▸ Aim 1: How many lines in the records below contain the string "tarmac"? Reply with the number alone.

I also believe fish graphs are a must on the ice, it can help you cut out a lot of bad water in a hurry, but I much prefer my Lowrance X67 to a flash graph of any type. Not saying flash graphs don't work, but there is a lot better technologies on the market these days. Ill take a digitally enhanced graph with a large easy to read display over a flash graph any time. If you think it's easy to see your lure and fish on your graph wait until you come out fishing with me and watch my graph. Then tell me which one is easier to read, understand, control. Sorry but flash graphs have been the only reliable ice fishing graph for so long, and have such a large following and word of mouth sales force that I don't think anyone takes the time to look at what else is on the market. Even the salesman at the store tried to talk me out of buying the Lowrance in favor of a flash graph.

▸ Aim 2: Return the portion of the ice-fishing graph post above between "I also believe" and "a flash graph.", inclusive, copied word for word.

Pointing dataset records:
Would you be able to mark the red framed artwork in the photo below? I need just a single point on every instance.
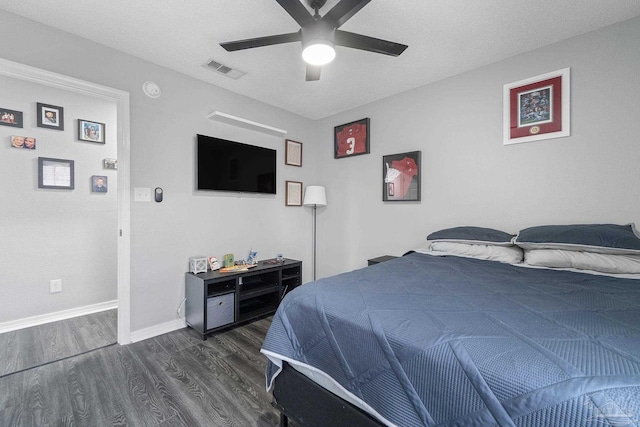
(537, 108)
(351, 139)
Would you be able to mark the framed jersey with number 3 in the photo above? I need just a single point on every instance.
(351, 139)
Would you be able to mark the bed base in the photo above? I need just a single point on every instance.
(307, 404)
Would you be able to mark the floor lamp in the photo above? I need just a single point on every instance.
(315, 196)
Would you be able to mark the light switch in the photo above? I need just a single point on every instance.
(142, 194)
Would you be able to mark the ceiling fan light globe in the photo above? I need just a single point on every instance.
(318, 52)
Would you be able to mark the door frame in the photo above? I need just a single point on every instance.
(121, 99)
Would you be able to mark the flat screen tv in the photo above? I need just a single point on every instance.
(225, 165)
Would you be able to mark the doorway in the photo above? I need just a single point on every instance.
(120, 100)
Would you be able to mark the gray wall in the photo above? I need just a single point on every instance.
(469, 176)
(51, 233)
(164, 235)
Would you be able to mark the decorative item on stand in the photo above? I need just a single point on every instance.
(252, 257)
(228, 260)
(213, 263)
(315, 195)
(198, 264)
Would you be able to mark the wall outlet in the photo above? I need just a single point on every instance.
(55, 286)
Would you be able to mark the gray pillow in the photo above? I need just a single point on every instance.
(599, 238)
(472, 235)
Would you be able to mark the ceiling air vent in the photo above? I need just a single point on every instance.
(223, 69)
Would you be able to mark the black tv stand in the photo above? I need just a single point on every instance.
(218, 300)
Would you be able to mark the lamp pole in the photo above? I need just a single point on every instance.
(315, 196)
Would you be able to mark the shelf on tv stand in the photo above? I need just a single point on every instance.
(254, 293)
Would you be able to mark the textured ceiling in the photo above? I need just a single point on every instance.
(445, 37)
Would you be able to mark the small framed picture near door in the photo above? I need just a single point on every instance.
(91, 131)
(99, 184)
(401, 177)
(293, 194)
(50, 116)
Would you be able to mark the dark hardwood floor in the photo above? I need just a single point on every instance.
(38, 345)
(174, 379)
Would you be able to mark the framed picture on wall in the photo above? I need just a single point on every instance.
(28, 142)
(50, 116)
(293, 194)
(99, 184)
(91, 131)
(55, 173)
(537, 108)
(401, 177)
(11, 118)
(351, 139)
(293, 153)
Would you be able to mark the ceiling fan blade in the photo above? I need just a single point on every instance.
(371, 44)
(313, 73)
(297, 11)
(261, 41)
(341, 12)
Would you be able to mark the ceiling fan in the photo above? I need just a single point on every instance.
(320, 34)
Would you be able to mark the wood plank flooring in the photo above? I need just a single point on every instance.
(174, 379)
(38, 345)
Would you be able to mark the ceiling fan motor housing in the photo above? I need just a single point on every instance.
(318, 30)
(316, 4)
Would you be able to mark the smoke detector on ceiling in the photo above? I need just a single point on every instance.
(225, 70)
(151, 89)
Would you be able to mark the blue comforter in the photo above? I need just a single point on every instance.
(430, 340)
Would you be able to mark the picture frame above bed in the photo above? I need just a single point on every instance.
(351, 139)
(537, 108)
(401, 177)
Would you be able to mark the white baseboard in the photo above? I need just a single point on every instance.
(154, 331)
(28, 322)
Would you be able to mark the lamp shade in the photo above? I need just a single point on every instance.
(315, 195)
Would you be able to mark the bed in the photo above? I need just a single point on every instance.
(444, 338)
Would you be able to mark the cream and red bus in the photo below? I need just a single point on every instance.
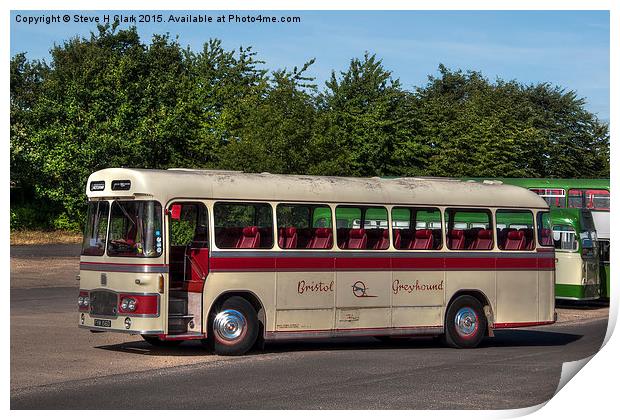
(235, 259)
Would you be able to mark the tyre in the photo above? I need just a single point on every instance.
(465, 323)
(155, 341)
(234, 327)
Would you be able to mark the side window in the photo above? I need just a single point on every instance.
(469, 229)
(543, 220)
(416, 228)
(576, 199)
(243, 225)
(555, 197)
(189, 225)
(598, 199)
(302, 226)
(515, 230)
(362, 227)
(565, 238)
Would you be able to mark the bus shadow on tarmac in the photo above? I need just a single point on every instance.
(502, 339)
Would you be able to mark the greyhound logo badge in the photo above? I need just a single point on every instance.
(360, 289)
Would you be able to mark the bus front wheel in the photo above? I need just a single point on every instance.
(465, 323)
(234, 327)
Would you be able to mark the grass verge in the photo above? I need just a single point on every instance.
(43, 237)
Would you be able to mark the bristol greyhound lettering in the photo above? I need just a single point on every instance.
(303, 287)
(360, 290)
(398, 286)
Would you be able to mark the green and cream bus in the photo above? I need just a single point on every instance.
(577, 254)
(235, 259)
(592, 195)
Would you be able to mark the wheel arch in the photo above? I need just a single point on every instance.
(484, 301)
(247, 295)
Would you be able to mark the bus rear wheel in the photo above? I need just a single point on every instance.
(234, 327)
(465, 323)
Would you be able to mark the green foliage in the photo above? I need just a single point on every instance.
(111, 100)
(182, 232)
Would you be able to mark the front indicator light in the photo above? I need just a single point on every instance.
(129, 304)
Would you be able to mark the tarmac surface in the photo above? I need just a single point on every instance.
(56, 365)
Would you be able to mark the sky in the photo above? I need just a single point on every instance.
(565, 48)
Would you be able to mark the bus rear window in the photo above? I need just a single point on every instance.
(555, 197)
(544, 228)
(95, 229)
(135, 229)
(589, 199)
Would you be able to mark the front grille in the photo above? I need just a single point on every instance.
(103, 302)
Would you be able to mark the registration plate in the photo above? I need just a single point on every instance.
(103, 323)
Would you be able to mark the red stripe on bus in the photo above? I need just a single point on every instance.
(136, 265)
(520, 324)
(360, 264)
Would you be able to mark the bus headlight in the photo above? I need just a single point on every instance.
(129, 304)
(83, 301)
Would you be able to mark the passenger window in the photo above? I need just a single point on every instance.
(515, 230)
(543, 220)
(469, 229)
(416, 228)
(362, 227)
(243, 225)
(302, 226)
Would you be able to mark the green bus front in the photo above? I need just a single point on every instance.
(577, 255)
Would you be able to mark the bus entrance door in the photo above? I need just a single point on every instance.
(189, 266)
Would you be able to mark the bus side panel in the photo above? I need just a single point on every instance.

▸ Result 1: 2

▸ Result 2:
I also believe fish graphs are a must on the ice, it can help you cut out a lot of bad water in a hurry, but I much prefer my Lowrance X67 to a flash graph of any type. Not saying flash graphs don't work, but there is a lot better technologies on the market these days. Ill take a digitally enhanced graph with a large easy to read display over a flash graph any time. If you think it's easy to see your lure and fish on your graph wait until you come out fishing with me and watch my graph. Then tell me which one is easier to read, understand, control. Sorry but flash graphs have been the only reliable ice fishing graph for so long, and have such a large following and word of mouth sales force that I don't think anyone takes the time to look at what else is on the market. Even the salesman at the store tried to talk me out of buying the Lowrance in favor of a flash graph.